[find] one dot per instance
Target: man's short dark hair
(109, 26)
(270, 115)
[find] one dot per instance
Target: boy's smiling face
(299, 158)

AIM OF THE TASK
From the first line to the last, return the listing exactly.

RESPONSE
[find] one dot per instance
Target: man's short dark hair
(109, 26)
(270, 115)
[find] one dot per instance
Target: boy's smiling face
(299, 158)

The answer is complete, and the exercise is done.